Please find every line in the entries below that contains the word "grass", and copy each of those lines.

[start Dataset excerpts]

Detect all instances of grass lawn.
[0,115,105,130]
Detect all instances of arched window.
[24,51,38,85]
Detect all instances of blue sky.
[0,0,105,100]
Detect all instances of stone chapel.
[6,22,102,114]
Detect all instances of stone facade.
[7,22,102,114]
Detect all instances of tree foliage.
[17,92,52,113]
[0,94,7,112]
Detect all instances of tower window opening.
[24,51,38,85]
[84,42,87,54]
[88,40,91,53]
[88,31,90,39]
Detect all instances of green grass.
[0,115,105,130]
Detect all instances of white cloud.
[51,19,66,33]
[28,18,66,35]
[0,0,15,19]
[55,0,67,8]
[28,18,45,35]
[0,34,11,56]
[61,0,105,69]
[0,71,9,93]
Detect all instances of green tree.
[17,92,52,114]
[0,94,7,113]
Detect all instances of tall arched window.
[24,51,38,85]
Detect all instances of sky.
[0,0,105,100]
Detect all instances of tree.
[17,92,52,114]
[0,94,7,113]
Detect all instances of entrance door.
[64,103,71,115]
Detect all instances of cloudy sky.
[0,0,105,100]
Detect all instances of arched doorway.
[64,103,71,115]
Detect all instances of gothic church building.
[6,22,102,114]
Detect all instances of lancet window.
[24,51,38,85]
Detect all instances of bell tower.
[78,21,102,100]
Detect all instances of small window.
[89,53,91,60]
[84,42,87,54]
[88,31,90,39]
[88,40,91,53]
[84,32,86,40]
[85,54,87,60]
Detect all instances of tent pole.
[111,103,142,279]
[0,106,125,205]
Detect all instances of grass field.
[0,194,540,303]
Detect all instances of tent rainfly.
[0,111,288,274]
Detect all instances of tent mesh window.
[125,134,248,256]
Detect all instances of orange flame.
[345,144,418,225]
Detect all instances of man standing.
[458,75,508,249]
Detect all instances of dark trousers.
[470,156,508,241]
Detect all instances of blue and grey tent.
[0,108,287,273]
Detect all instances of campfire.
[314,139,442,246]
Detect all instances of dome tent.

[end Dataset excerpts]
[start Dataset excerpts]

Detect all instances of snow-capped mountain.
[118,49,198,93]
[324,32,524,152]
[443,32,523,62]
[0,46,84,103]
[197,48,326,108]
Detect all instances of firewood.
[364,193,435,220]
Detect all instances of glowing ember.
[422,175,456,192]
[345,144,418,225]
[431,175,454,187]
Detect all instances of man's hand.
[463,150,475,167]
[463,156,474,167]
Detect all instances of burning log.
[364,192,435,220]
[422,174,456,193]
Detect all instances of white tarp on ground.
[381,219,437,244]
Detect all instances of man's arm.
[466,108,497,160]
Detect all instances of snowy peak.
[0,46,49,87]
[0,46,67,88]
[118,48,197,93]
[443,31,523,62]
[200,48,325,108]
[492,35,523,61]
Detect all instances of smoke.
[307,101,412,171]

[end Dataset excerpts]
[start Dataset excerpts]

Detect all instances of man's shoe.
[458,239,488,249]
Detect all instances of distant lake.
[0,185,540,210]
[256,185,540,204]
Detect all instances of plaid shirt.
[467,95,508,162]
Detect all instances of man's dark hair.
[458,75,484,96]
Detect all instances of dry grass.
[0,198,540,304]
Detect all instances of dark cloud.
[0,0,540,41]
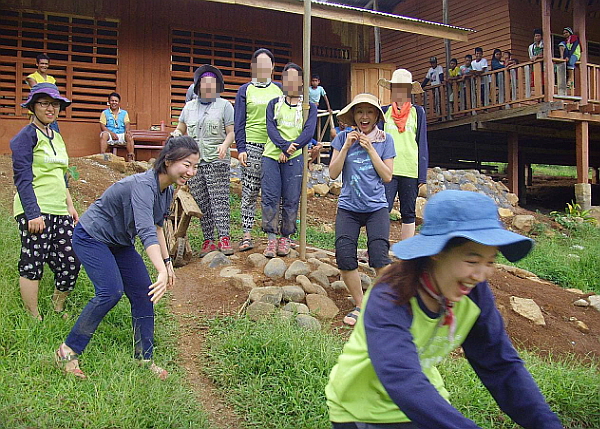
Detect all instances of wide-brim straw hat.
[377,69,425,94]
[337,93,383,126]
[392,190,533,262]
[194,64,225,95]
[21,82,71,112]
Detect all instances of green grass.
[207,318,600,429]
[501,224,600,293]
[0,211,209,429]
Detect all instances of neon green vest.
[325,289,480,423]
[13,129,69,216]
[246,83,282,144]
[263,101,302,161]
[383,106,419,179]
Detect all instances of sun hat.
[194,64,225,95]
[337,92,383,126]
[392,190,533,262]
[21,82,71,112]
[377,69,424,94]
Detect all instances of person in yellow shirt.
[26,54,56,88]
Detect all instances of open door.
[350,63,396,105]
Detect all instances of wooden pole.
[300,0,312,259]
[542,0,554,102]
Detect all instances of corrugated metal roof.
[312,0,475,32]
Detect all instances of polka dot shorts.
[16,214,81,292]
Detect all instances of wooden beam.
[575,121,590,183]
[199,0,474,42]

[end Dataset excerpts]

### [Exercise output]
Detect all instances of grass lawn.
Detect all instances of green grass.
Detect all instances of grass field.
Detect all instances of dry grass.
Detect all instances of green grass.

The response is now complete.